- REQUIREMENT
What you write must match exactly the lines from the one with "hey friend, mind finding the sandy" through the last line of the material below.

- DATA FOR THE TASK
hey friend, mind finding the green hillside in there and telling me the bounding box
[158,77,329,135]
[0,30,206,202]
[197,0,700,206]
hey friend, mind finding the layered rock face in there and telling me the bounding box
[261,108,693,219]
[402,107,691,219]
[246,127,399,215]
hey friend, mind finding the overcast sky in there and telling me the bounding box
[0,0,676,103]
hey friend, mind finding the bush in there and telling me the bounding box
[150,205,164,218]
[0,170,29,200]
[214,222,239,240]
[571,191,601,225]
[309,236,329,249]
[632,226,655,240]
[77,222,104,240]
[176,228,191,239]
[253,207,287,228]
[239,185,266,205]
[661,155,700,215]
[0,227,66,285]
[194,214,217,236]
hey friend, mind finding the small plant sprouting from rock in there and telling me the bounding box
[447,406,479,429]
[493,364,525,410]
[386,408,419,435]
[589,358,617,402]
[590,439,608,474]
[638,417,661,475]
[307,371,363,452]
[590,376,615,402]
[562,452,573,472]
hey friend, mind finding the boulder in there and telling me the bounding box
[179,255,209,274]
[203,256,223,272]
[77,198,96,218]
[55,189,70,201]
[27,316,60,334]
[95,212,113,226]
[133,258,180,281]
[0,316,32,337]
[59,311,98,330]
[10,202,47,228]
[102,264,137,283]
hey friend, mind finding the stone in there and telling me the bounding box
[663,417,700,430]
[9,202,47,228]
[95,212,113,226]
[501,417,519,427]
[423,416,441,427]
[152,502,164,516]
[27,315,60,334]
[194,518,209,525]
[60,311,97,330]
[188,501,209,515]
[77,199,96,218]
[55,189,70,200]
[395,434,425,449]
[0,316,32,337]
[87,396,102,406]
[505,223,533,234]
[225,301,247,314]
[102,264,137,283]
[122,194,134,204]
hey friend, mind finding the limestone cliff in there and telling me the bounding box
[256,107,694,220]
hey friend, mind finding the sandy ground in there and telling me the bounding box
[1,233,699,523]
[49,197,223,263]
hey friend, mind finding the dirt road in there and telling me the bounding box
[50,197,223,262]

- RESPONSE AREA
hey friend, mind finding the sandy ground in there and telling me the bounding box
[1,233,699,523]
[49,197,223,263]
hey friend, mind finding the dirt road in there and telling me the bounding box
[50,197,223,262]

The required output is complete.